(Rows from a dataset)
* Start *

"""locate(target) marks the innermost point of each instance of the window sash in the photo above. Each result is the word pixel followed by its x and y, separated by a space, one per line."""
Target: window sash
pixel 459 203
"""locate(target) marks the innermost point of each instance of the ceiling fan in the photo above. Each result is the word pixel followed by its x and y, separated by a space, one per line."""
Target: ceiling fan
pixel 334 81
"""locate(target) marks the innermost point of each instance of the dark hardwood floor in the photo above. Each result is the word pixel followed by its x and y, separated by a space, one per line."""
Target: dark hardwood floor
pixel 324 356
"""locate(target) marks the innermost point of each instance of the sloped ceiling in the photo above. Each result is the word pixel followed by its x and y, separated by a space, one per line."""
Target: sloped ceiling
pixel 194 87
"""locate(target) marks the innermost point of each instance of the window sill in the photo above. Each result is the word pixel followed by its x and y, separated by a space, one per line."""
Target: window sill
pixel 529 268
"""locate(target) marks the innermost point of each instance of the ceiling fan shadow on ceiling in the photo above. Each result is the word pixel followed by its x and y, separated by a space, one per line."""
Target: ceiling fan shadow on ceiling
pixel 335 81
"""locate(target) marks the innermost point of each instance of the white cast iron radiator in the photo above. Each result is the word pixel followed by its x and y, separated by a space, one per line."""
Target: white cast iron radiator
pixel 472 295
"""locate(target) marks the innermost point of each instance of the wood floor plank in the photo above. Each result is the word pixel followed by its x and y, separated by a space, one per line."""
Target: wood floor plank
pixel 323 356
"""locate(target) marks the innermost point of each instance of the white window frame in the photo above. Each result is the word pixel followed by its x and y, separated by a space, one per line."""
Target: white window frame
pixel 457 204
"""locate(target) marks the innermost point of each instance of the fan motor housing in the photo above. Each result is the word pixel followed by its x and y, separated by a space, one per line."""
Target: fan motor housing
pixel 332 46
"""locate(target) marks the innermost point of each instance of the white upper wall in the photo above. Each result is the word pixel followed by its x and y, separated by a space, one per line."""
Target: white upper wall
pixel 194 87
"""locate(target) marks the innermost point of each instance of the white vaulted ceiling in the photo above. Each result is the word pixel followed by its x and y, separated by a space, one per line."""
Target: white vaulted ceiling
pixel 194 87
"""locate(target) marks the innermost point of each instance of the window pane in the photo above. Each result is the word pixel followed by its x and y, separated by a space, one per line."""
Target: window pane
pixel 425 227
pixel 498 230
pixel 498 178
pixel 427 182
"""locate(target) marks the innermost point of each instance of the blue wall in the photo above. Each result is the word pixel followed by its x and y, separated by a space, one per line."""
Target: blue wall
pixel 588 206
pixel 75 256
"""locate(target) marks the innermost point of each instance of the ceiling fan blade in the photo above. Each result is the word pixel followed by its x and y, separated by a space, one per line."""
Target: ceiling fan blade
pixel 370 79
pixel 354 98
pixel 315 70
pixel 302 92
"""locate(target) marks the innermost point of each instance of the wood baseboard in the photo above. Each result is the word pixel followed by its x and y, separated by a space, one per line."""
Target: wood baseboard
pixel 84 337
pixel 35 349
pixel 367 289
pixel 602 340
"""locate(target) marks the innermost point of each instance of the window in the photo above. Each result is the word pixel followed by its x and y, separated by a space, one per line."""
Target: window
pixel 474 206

* End *
* Start *

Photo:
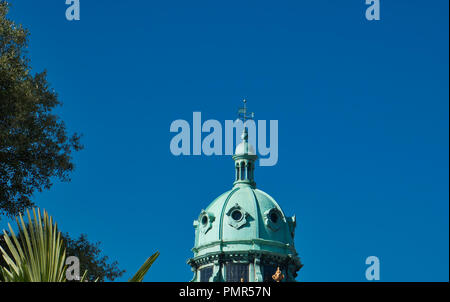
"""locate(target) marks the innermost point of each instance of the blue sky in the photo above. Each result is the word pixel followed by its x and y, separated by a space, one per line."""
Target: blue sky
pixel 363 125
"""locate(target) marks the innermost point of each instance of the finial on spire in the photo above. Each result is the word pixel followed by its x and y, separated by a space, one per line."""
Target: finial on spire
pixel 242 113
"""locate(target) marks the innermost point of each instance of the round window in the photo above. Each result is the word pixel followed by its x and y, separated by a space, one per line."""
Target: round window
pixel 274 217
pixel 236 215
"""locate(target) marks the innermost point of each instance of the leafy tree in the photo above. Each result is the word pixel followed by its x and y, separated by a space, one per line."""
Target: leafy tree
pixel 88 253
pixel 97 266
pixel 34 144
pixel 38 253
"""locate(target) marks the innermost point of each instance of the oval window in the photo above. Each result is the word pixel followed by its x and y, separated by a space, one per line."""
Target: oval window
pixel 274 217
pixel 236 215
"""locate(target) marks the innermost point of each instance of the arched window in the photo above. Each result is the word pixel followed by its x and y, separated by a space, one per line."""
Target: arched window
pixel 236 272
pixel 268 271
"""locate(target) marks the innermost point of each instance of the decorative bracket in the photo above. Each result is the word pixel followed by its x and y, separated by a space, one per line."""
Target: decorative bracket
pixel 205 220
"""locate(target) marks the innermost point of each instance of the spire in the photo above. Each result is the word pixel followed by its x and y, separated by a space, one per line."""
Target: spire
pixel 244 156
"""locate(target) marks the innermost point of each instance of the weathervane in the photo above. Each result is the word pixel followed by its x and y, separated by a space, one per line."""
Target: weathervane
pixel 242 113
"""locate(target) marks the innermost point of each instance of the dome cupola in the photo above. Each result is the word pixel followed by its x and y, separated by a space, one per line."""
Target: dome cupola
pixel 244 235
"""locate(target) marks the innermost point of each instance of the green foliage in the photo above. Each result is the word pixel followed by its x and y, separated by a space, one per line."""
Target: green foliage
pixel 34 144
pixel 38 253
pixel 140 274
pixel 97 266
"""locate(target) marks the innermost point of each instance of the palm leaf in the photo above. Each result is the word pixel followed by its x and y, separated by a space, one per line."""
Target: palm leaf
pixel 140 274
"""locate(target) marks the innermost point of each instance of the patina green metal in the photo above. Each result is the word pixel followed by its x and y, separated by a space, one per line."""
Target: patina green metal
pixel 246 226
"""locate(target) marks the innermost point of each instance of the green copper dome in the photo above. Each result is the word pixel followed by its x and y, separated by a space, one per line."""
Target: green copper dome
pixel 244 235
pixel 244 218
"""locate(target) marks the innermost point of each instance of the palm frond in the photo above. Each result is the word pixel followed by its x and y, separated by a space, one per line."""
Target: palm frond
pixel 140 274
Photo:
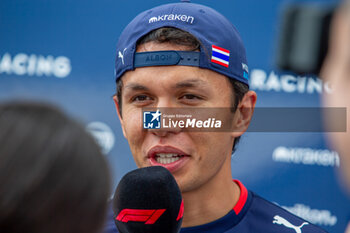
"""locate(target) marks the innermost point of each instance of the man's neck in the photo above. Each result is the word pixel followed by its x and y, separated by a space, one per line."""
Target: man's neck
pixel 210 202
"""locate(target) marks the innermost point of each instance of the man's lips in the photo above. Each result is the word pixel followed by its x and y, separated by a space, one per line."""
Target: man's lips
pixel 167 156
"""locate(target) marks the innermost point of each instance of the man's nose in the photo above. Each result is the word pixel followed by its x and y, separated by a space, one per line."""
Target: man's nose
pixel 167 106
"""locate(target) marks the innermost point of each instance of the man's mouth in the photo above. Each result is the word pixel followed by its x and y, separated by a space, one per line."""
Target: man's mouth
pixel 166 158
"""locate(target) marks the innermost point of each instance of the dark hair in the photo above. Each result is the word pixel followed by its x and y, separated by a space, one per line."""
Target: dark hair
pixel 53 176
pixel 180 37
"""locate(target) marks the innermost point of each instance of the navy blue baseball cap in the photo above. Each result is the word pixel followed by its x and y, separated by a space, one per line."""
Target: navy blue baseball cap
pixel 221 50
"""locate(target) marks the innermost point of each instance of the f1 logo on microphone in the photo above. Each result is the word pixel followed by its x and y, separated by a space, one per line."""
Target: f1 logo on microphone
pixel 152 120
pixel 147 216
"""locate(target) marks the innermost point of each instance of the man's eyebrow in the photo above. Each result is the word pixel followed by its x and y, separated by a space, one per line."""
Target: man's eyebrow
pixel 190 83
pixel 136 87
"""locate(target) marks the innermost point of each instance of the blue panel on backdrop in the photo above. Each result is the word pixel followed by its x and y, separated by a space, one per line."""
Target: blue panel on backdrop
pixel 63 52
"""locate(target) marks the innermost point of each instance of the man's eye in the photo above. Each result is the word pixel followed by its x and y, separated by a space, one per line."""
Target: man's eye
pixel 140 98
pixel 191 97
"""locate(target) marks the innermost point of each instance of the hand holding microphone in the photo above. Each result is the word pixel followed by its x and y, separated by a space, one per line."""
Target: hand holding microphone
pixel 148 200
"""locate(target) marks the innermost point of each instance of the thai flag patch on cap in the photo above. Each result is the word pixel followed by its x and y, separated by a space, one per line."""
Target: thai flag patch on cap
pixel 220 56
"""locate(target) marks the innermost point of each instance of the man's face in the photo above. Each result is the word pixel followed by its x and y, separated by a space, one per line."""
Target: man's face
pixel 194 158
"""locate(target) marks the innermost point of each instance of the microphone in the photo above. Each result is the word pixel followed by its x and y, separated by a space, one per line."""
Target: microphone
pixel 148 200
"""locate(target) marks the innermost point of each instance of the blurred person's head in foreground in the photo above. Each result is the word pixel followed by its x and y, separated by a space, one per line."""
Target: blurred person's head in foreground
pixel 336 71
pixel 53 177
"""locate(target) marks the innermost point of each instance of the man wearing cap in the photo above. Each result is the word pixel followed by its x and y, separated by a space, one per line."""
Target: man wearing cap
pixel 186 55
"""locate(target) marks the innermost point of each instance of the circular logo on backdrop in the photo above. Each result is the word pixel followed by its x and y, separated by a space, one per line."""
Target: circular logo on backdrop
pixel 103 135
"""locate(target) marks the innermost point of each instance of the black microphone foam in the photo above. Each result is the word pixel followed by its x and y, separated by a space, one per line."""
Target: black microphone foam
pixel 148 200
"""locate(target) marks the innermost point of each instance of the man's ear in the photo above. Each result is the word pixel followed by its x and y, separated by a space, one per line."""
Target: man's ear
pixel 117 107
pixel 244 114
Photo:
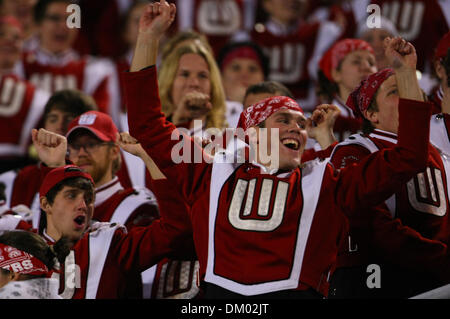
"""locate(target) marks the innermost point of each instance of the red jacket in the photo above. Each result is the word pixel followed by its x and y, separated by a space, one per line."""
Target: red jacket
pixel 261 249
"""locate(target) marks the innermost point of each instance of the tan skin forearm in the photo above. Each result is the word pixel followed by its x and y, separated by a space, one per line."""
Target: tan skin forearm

* End *

To do: In the rows starting at the line containing "the window sash" and ending at the line containing "pixel 334 81", substitute "floor lamp" for "ceiling fan" and change nothing else. Give back only those lines.

The reply:
"""locate(target) marks the innermost point of each instance of the window sash in the photo above. Each result is the word pixel followed by its x and y, separated by a space, one per line."""
Target: window sash
pixel 459 203
"""locate(target) marks the innermost point of each instance of the floor lamp in the photo above. Each result is the word pixel followed by its x and y, separated by a space, one per line."""
Target: floor lamp
pixel 334 81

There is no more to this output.